Render every line of the entries below as a Markdown table with the columns No and Line, numbering the rows and omitting blank lines. Leave the pictures out of the table.

Recorded data:
========
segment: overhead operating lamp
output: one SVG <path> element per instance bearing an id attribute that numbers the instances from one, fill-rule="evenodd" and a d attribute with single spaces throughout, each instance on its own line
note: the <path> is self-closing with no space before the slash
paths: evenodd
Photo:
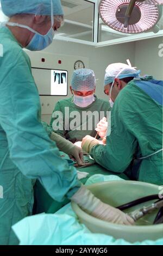
<path id="1" fill-rule="evenodd" d="M 112 29 L 128 34 L 144 32 L 154 27 L 161 16 L 161 1 L 101 0 L 99 13 Z"/>

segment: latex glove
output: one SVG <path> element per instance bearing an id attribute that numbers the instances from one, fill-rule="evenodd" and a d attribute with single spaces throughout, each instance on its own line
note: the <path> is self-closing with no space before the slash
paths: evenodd
<path id="1" fill-rule="evenodd" d="M 134 223 L 132 218 L 120 210 L 103 203 L 84 186 L 82 186 L 71 199 L 96 218 L 116 224 L 132 225 Z"/>
<path id="2" fill-rule="evenodd" d="M 83 163 L 83 153 L 80 148 L 53 132 L 51 135 L 51 139 L 55 141 L 60 151 L 67 154 L 71 158 L 74 158 L 78 164 Z"/>
<path id="3" fill-rule="evenodd" d="M 98 132 L 98 135 L 103 139 L 106 135 L 106 130 L 108 127 L 108 122 L 106 118 L 103 117 L 102 120 L 97 125 L 96 131 Z"/>
<path id="4" fill-rule="evenodd" d="M 93 138 L 93 137 L 86 135 L 82 140 L 82 148 L 83 151 L 89 154 L 93 147 L 101 144 L 101 143 L 102 142 Z"/>

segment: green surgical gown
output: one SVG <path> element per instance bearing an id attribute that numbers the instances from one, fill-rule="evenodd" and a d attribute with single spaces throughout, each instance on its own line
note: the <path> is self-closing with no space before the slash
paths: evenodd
========
Answer for the task:
| No | Line |
|---|---|
| 1 | segment: overhead operating lamp |
| 2 | output: one SVG <path> element per instance bearing an id attribute that numbers the instances from one, fill-rule="evenodd" and a d attribute with single spaces throughout, each instance on its own line |
| 3 | note: the <path> is self-closing with no space before the slash |
| 4 | paths: evenodd |
| 5 | Photo: |
| 6 | <path id="1" fill-rule="evenodd" d="M 112 29 L 128 34 L 144 32 L 154 27 L 161 16 L 161 1 L 101 0 L 99 13 Z"/> |
| 7 | segment: latex glove |
| 8 | output: one SVG <path> element per instance bearing an id attribute that numbers the instances from one, fill-rule="evenodd" and a d attribute with single spaces throughout, each instance on its own line |
| 9 | note: the <path> is self-closing with no space before the slash |
| 10 | paths: evenodd |
| 11 | <path id="1" fill-rule="evenodd" d="M 134 223 L 132 218 L 120 210 L 103 203 L 84 186 L 82 186 L 71 199 L 96 218 L 116 224 L 132 225 Z"/> |
| 12 | <path id="2" fill-rule="evenodd" d="M 83 163 L 83 153 L 80 148 L 53 132 L 51 135 L 51 139 L 55 141 L 60 151 L 67 154 L 71 158 L 74 158 L 78 164 Z"/> |
| 13 | <path id="3" fill-rule="evenodd" d="M 98 132 L 98 135 L 103 139 L 106 135 L 106 130 L 108 127 L 108 122 L 106 118 L 103 117 L 102 120 L 97 125 L 96 131 Z"/> |
| 14 | <path id="4" fill-rule="evenodd" d="M 93 138 L 93 137 L 86 135 L 82 140 L 82 148 L 83 151 L 89 154 L 93 147 L 101 144 L 101 143 L 102 142 Z"/> |
| 15 | segment: green surgical gown |
| 16 | output: one SVG <path> element per instance bearing an id attribute that numbers the instances from one, fill-rule="evenodd" and a d attribute with single spaces throughout, each instance on its own line |
| 17 | note: the <path> is self-closing with no space before the slash |
| 18 | paths: evenodd |